GOAL OF THE EXERCISE:
Lines of the data that contain the word "marking" are the ones to copy.
-*-*-
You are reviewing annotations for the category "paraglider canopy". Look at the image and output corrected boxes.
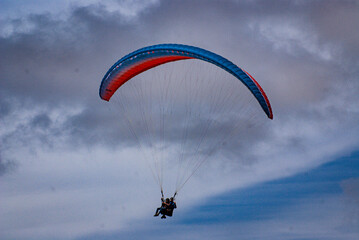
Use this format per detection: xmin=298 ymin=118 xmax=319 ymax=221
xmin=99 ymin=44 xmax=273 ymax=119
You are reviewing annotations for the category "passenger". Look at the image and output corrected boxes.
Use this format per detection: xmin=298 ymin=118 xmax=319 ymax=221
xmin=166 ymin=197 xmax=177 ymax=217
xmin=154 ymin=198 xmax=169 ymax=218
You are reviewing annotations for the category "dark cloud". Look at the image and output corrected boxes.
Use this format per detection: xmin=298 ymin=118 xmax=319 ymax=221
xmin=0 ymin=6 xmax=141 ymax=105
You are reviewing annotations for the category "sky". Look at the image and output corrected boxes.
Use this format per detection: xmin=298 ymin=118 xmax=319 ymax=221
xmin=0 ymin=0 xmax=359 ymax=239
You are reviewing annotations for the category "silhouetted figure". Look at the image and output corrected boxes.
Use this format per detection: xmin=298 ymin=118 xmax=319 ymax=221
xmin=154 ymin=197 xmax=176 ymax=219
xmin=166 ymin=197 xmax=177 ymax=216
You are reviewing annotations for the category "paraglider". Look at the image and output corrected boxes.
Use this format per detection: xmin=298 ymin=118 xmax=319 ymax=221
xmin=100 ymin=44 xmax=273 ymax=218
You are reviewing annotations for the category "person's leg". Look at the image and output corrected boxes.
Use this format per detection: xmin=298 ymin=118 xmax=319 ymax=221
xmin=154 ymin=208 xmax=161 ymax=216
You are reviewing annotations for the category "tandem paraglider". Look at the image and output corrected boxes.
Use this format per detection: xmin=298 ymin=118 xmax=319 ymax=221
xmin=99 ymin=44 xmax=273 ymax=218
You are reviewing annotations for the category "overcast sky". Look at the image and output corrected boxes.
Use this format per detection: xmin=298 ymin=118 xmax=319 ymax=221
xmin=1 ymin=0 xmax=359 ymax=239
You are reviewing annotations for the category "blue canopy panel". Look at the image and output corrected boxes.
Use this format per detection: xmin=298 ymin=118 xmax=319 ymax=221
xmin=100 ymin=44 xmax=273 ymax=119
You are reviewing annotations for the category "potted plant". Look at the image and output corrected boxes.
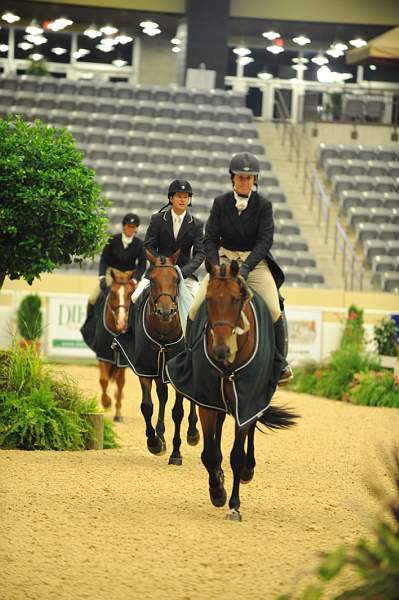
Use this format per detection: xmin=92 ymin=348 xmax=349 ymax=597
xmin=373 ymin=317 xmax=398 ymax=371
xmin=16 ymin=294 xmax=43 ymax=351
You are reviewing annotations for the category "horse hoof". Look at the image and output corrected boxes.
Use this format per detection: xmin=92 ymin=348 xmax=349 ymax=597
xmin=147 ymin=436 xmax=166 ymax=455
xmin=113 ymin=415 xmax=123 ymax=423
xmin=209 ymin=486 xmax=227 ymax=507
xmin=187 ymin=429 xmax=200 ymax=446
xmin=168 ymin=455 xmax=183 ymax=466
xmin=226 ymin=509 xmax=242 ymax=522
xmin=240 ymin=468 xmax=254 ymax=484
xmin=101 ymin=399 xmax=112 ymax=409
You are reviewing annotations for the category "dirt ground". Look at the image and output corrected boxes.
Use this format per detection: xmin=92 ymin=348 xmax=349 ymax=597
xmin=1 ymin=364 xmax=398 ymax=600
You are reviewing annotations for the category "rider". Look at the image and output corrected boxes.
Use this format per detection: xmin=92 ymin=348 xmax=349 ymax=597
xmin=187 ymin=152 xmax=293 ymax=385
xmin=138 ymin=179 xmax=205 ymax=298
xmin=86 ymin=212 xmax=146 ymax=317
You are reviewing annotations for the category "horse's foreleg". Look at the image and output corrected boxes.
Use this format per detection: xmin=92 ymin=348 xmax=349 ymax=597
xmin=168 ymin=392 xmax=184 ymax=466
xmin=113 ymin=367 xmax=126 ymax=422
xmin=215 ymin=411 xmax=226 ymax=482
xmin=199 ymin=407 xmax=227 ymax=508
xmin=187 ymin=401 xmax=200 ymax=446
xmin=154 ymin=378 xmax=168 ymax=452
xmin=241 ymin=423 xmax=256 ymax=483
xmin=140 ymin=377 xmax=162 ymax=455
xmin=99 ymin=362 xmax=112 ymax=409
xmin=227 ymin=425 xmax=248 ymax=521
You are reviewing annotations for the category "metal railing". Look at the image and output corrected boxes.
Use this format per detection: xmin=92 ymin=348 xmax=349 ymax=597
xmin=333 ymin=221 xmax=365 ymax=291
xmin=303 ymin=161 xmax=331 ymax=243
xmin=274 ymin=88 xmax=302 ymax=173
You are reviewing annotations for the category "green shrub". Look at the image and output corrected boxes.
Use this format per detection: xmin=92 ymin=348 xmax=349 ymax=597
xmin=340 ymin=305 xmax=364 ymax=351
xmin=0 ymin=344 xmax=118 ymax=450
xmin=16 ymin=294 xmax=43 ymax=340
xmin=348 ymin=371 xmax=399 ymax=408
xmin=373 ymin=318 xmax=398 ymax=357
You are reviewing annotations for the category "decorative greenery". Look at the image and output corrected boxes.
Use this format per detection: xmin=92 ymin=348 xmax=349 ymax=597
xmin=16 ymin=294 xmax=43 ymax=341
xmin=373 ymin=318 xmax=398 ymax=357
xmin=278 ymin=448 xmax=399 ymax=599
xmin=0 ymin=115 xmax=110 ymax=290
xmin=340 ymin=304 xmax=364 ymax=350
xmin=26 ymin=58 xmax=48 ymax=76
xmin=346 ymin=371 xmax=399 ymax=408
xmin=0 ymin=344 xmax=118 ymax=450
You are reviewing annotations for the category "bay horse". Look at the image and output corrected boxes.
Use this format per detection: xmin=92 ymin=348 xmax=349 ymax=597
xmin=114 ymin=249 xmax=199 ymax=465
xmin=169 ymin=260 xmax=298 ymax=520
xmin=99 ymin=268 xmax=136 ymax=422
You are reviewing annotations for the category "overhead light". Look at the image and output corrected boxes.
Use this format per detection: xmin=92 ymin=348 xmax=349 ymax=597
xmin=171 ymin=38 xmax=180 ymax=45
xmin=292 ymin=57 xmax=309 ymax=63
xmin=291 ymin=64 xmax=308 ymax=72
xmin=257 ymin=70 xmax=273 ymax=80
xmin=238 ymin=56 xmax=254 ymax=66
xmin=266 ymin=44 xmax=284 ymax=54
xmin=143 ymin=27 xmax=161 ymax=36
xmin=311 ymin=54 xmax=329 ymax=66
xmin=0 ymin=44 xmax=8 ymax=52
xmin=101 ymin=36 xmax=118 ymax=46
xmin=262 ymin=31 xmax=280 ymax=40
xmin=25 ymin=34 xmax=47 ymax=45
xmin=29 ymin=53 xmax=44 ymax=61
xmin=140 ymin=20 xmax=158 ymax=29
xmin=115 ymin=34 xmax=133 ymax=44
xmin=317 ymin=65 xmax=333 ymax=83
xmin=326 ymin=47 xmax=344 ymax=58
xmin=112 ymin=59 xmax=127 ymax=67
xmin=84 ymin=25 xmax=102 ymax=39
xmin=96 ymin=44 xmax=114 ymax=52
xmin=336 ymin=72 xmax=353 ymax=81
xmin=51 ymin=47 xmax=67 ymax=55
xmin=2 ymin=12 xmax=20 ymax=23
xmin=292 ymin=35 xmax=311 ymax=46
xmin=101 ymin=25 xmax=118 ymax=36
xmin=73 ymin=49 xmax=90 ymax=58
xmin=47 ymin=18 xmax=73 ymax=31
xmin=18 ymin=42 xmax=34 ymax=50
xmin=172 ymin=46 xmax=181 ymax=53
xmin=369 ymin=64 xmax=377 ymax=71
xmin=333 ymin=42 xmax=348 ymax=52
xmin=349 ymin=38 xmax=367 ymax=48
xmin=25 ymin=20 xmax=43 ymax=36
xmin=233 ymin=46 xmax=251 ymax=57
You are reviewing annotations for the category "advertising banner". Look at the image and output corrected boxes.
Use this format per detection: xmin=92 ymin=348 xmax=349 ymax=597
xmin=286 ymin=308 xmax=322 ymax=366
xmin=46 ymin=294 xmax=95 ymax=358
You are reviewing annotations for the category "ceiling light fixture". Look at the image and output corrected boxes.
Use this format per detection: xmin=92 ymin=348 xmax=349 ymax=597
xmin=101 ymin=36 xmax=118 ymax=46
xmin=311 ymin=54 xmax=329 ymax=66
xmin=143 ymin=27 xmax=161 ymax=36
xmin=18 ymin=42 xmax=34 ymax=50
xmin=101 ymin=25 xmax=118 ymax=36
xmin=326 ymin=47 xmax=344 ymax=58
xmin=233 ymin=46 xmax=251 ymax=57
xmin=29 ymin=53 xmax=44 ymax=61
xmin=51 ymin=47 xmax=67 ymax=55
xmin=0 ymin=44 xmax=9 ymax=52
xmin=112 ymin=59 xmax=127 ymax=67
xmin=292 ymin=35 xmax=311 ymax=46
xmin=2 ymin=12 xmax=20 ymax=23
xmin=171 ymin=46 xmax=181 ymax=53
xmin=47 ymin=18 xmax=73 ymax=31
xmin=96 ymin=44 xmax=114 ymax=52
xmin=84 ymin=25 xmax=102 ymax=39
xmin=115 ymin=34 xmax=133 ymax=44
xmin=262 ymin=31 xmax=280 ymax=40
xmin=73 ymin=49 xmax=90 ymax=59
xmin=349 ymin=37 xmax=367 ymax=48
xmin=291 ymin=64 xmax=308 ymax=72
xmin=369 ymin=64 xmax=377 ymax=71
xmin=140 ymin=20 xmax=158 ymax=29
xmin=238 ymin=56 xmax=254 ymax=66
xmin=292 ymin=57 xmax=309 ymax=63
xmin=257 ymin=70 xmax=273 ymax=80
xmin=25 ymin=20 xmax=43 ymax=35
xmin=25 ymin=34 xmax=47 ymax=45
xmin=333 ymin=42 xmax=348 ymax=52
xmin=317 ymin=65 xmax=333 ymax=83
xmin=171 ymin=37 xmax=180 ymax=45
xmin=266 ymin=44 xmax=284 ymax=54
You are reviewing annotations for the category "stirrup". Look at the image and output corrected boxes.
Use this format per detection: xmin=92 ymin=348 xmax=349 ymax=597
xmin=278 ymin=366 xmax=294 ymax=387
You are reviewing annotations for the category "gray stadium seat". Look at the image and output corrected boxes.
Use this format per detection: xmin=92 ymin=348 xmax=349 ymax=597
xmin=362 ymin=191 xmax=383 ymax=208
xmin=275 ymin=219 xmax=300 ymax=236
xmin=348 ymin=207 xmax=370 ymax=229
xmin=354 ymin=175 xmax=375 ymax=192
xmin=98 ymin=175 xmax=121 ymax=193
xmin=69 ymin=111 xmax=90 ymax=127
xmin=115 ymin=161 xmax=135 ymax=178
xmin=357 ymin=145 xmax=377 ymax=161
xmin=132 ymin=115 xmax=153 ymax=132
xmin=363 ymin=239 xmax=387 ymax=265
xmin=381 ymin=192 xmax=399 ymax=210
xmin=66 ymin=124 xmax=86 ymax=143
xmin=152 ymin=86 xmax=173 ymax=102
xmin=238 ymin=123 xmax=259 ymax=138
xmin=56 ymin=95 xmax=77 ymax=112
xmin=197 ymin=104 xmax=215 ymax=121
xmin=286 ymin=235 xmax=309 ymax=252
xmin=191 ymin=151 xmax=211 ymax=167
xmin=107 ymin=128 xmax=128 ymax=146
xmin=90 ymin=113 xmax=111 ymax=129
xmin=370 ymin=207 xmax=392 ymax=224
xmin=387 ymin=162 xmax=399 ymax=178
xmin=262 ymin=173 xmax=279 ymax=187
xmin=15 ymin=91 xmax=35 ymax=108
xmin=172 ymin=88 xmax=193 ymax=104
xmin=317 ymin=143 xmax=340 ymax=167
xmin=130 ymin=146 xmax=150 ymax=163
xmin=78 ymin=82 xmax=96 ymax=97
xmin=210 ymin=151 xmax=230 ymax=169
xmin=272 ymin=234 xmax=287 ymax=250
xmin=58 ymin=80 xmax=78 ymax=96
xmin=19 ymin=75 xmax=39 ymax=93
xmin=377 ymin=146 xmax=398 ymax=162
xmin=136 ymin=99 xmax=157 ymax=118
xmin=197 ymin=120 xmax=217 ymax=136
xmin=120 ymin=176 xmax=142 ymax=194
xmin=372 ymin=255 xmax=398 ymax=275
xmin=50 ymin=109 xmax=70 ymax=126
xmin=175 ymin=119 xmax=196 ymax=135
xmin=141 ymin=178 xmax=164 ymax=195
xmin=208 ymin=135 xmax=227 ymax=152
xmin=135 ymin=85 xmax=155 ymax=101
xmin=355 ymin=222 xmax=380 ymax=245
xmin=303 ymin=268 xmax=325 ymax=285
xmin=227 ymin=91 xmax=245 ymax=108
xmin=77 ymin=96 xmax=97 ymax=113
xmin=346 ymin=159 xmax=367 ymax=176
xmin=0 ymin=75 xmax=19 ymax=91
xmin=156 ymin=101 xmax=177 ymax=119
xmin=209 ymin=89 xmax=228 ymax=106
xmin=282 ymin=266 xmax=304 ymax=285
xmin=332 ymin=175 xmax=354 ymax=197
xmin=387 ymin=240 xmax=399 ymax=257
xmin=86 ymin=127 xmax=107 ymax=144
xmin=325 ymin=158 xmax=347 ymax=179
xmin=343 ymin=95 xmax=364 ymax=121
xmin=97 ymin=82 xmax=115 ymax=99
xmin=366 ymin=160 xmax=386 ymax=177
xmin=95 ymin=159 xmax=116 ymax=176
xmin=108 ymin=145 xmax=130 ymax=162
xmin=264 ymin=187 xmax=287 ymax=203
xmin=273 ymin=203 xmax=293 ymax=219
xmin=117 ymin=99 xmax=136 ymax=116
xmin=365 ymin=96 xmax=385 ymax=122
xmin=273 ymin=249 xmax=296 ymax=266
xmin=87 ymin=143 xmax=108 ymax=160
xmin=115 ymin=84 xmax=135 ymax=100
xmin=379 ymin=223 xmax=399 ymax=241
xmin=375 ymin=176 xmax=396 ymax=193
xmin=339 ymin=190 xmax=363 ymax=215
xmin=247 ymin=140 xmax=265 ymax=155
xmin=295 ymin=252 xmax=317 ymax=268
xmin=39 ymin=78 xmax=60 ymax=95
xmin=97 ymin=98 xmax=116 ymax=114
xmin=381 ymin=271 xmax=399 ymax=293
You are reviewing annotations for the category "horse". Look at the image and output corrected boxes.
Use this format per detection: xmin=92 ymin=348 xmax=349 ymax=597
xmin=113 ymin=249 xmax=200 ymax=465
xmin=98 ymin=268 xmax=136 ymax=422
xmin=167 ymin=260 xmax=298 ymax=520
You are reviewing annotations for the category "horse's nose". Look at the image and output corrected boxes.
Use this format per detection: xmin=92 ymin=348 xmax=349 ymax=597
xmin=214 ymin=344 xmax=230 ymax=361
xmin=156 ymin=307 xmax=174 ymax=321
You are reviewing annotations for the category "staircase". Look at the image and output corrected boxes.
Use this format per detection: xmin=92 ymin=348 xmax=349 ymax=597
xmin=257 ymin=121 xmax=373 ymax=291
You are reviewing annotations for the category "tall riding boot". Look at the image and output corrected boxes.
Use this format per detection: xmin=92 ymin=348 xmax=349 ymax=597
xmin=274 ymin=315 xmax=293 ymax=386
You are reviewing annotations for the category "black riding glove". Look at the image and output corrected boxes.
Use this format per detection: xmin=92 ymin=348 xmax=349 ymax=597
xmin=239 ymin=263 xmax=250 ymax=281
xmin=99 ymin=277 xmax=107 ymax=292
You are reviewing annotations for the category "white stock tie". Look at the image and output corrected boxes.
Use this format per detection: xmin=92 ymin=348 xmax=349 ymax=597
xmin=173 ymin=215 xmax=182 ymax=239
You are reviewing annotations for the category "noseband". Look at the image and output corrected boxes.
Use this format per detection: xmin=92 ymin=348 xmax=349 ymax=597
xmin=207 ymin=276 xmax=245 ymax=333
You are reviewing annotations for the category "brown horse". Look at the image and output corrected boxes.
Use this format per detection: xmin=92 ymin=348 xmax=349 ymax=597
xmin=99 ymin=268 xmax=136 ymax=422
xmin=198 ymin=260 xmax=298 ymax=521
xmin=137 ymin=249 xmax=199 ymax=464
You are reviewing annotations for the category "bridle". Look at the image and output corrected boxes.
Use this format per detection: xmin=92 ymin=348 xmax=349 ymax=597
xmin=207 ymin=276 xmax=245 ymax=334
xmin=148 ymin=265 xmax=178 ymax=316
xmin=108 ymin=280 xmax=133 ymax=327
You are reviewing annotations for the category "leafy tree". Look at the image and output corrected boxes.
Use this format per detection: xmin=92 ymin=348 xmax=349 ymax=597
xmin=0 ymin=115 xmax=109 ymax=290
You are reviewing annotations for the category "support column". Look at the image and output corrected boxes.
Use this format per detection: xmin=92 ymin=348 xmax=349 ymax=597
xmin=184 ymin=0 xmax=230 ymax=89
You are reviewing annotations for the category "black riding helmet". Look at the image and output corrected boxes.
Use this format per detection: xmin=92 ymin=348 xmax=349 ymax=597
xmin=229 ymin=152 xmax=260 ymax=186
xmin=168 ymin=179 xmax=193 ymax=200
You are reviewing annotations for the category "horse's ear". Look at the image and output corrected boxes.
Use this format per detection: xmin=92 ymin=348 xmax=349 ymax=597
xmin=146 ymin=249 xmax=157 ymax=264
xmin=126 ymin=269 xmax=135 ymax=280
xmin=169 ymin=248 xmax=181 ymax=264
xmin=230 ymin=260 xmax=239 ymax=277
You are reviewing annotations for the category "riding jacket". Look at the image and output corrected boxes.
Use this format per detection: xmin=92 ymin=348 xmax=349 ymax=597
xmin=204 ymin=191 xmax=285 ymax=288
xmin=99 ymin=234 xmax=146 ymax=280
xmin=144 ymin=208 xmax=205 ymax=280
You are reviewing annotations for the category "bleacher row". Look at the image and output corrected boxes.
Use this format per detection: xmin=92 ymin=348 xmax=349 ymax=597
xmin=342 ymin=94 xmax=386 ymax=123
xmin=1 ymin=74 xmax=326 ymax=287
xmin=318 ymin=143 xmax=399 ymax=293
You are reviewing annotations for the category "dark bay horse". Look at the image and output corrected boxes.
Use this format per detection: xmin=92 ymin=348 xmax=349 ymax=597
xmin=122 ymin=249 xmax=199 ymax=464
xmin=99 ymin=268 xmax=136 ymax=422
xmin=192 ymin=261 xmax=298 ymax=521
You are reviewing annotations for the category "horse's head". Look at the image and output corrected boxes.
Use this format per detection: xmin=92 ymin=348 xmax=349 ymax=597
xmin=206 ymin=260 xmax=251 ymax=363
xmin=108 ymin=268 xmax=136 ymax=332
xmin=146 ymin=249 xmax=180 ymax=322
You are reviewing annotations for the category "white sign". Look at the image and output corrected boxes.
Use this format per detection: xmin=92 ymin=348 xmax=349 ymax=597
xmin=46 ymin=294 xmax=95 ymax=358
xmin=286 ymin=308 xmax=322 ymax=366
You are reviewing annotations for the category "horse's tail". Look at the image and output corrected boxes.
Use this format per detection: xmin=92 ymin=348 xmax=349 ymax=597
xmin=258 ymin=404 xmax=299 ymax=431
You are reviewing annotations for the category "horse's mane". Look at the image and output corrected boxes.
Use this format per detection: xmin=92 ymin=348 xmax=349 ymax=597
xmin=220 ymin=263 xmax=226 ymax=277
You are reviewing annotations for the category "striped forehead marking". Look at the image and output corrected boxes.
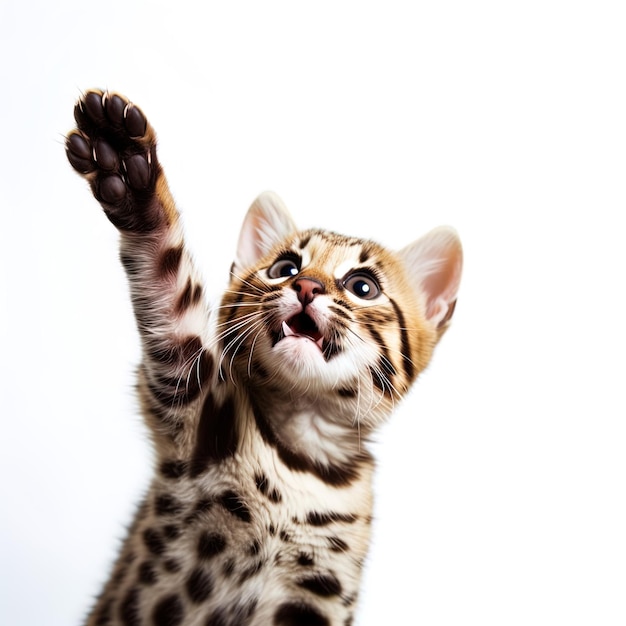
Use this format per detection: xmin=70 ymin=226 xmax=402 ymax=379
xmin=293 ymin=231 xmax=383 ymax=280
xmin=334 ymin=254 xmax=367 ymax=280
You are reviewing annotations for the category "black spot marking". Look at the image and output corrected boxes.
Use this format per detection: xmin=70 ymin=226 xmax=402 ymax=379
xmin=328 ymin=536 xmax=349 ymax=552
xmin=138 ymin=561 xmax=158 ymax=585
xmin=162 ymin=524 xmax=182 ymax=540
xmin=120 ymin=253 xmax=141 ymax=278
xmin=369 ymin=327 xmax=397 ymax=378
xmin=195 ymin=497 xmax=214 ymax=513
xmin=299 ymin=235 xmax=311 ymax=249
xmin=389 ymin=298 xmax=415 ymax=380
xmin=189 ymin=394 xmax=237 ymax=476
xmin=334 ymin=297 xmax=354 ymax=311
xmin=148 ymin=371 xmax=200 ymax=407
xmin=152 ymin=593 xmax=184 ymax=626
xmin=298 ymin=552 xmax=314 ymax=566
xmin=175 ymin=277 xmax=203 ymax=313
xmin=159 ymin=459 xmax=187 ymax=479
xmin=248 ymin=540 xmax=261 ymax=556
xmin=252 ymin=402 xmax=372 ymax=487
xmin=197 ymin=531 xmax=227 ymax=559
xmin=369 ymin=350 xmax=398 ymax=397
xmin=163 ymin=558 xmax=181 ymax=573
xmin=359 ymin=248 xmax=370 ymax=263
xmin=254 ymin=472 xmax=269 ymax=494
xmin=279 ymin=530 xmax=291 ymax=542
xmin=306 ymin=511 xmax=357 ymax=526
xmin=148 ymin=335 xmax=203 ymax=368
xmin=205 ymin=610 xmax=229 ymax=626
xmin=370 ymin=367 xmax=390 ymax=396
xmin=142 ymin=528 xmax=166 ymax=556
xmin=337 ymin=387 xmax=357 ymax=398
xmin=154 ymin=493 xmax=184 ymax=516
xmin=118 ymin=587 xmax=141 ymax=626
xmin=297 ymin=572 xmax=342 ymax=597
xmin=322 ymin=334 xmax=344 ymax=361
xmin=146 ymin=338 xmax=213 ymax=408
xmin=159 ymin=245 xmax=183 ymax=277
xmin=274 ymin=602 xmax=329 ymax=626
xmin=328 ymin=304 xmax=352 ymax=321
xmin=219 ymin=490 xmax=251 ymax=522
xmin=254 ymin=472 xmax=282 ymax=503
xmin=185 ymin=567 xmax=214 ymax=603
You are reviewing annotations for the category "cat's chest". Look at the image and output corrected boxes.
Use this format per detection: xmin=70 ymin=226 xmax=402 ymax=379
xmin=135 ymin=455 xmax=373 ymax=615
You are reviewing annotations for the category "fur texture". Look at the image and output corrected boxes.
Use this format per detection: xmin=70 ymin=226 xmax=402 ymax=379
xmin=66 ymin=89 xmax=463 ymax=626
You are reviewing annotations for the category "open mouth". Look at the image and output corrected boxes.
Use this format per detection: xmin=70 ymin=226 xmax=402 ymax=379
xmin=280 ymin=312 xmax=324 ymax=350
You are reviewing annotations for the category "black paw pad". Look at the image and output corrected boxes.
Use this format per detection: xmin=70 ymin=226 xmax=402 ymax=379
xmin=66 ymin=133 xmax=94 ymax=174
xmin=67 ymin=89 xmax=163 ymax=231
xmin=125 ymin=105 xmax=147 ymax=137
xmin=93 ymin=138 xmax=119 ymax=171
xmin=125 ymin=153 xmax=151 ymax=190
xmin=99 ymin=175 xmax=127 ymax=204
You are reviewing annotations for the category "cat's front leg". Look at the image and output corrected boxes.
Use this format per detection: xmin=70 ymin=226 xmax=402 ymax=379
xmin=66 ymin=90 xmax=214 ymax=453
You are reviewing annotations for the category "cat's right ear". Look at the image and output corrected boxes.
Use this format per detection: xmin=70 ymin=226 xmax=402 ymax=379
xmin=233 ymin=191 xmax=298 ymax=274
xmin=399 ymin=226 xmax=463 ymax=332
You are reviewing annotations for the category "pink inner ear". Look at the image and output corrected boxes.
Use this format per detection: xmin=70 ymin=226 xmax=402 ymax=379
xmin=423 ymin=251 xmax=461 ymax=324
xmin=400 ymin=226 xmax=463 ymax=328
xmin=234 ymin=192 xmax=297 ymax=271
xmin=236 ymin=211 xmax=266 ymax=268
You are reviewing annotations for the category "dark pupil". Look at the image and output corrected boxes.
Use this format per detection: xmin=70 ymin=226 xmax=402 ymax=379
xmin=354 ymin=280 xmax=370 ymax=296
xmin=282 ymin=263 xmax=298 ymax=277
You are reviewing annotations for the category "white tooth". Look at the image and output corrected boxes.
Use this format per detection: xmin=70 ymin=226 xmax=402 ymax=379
-*-*-
WRITTEN RESPONSE:
You are reviewing annotations for the category "striped forehead marking". Look at the image and output corrected boxes.
You are reviewing annotations for the category "black spot marking". Look at the image and output corrected boxes.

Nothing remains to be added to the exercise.